## Short problem
In the compiler notes below, what does the "remove unused blocks" pass get rid of?

## Page
————

The test expression is another if expression, which means that the original if expression is an if inside an if. This is compiled using this transformation:

(if (if e1 e2 e3) then_tl else_tl)
-->
(if e1 (if e2 then_tl else_tl) (if e3 then_tl else_tl))

It's important not to duplicate the tails, so convert them to labels using the create_block function. This will also require recursive calls to explicate_pred.

One curious aspect of this pass is that we use imperative programming. We have a global reference to a map between labels and blocks to keep track of the basic blocks. We could have done this using extra arguments, but we felt that it was simpler with this small amount of imperative programming.¹

5. Remove unused blocks (`remove_unused.ml`)

The "remove unused blocks" pass takes in a program in the "Cif" intermediate language and also returns a program in this language. Its job is to remove any blocks that can never be reached.

Where do unused blocks come from?

Here is an example of how unused blocks can arise.

————

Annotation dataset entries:

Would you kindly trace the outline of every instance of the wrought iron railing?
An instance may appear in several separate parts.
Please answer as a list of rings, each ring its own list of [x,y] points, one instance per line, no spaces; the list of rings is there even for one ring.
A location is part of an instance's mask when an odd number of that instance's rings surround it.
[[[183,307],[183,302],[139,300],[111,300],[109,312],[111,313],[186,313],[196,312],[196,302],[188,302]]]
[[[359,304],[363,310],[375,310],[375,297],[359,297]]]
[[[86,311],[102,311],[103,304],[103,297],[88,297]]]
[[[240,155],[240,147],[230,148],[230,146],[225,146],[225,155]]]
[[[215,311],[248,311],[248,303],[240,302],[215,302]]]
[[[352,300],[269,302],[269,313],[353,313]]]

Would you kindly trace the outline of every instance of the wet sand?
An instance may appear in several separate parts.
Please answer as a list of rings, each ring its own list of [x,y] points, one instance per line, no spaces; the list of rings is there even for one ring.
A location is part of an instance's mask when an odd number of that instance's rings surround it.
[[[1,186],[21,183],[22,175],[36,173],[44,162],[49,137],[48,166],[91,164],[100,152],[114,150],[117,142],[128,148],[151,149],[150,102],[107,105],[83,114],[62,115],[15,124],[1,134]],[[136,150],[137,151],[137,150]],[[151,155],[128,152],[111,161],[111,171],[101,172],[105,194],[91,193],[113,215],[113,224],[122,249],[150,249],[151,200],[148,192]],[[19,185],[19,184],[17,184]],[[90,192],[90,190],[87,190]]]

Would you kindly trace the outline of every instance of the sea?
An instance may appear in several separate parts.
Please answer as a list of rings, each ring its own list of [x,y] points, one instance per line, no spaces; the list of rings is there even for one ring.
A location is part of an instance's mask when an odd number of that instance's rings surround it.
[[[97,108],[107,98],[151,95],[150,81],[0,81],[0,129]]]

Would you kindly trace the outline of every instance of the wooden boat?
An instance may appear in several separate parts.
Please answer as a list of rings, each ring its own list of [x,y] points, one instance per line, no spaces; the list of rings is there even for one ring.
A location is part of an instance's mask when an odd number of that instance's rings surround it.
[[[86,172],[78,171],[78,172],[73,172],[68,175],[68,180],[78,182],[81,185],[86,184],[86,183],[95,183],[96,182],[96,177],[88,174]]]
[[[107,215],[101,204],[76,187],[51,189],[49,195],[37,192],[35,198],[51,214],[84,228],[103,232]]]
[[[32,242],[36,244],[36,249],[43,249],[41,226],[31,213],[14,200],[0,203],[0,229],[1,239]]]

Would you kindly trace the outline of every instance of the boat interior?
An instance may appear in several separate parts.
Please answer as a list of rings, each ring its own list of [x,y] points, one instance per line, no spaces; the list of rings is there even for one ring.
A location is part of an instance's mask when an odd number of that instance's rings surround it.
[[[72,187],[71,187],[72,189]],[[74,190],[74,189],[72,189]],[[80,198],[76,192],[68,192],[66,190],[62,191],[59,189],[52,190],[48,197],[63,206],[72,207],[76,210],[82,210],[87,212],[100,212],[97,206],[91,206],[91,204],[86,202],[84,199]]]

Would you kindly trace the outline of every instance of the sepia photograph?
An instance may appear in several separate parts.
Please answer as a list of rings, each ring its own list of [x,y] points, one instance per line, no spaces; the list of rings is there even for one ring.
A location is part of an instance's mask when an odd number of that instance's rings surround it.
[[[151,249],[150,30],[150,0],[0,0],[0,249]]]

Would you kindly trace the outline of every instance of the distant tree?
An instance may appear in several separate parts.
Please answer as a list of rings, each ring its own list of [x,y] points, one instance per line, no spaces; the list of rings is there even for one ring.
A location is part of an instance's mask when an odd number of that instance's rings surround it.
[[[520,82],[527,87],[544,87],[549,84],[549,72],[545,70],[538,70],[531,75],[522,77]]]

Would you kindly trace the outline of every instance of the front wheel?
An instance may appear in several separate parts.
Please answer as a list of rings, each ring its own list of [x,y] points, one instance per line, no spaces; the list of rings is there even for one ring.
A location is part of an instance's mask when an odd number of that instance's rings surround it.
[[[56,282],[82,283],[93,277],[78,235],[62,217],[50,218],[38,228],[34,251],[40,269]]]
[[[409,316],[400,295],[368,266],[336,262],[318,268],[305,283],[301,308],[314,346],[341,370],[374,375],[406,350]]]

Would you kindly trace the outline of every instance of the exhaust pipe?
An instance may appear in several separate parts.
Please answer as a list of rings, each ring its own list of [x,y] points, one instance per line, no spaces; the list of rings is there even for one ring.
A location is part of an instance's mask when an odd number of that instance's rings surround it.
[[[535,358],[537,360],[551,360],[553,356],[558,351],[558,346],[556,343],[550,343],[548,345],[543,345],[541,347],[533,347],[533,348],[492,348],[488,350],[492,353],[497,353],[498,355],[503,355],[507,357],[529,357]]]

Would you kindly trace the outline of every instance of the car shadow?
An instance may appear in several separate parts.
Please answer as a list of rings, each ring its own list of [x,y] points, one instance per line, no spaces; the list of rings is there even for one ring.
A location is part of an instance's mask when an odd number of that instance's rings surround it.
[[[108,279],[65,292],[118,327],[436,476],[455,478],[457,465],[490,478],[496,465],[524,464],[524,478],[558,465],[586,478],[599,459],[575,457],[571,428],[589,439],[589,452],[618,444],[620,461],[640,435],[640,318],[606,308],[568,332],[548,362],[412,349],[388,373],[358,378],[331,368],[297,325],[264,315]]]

————

## Task result
It removes any blocks that can never be reached.